About this exercise –
A word-for-word copy of the data, pictures excluded, is what this task asks for.

Study material –
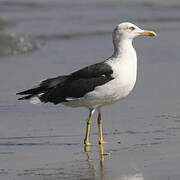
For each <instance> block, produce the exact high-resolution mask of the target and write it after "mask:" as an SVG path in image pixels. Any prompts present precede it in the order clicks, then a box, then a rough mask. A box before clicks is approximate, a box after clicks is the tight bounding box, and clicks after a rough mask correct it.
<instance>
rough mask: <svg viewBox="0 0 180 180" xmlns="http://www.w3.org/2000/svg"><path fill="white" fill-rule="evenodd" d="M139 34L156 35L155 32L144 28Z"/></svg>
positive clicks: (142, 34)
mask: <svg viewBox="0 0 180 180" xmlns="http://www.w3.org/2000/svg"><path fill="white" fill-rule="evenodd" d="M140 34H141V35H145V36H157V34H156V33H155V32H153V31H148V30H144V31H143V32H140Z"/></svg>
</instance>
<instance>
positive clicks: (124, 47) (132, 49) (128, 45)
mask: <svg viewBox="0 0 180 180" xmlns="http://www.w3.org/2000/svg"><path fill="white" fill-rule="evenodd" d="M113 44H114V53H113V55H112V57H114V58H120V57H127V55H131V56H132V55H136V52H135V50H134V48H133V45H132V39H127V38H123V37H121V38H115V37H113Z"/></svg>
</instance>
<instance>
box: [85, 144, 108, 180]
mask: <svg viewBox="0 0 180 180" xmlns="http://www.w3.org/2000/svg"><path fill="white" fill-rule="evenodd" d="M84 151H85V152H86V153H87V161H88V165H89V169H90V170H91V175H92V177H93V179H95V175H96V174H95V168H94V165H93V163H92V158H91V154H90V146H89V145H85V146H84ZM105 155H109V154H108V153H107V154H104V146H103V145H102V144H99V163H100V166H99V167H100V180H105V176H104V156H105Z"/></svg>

Solution for this problem –
For each <instance> block, produce the exact high-resolution mask of the target and write it after "mask:" as an SVG path in image pixels. Any prompts present precede it in the order clicks, then a box, then a rough mask. A box before clicks is approximate, a box after clicks is the tight bounding box, and clicks after a rough mask correct it.
<instance>
rough mask: <svg viewBox="0 0 180 180" xmlns="http://www.w3.org/2000/svg"><path fill="white" fill-rule="evenodd" d="M139 34L156 35L155 32L144 28Z"/></svg>
positive clicks: (142, 34)
mask: <svg viewBox="0 0 180 180" xmlns="http://www.w3.org/2000/svg"><path fill="white" fill-rule="evenodd" d="M140 34H141V35H145V36H157V34H156V33H155V32H153V31H148V30H144V31H143V32H140Z"/></svg>
</instance>
<instance>
positive clicks: (124, 47) (132, 49) (128, 45)
mask: <svg viewBox="0 0 180 180" xmlns="http://www.w3.org/2000/svg"><path fill="white" fill-rule="evenodd" d="M113 44H114V53H113V55H112V57H114V58H120V57H127V55H131V56H132V55H136V52H135V50H134V48H133V45H132V39H127V38H123V37H121V38H115V37H113Z"/></svg>
</instance>
<instance>
box: [85, 144, 108, 180]
mask: <svg viewBox="0 0 180 180" xmlns="http://www.w3.org/2000/svg"><path fill="white" fill-rule="evenodd" d="M84 151H85V152H86V153H87V161H88V165H89V169H90V170H91V175H92V177H93V179H95V175H96V174H95V168H94V165H93V163H92V158H91V154H90V146H89V145H85V146H84ZM105 155H109V154H108V153H107V154H104V146H103V145H102V144H99V163H100V166H99V167H100V180H105V176H104V156H105Z"/></svg>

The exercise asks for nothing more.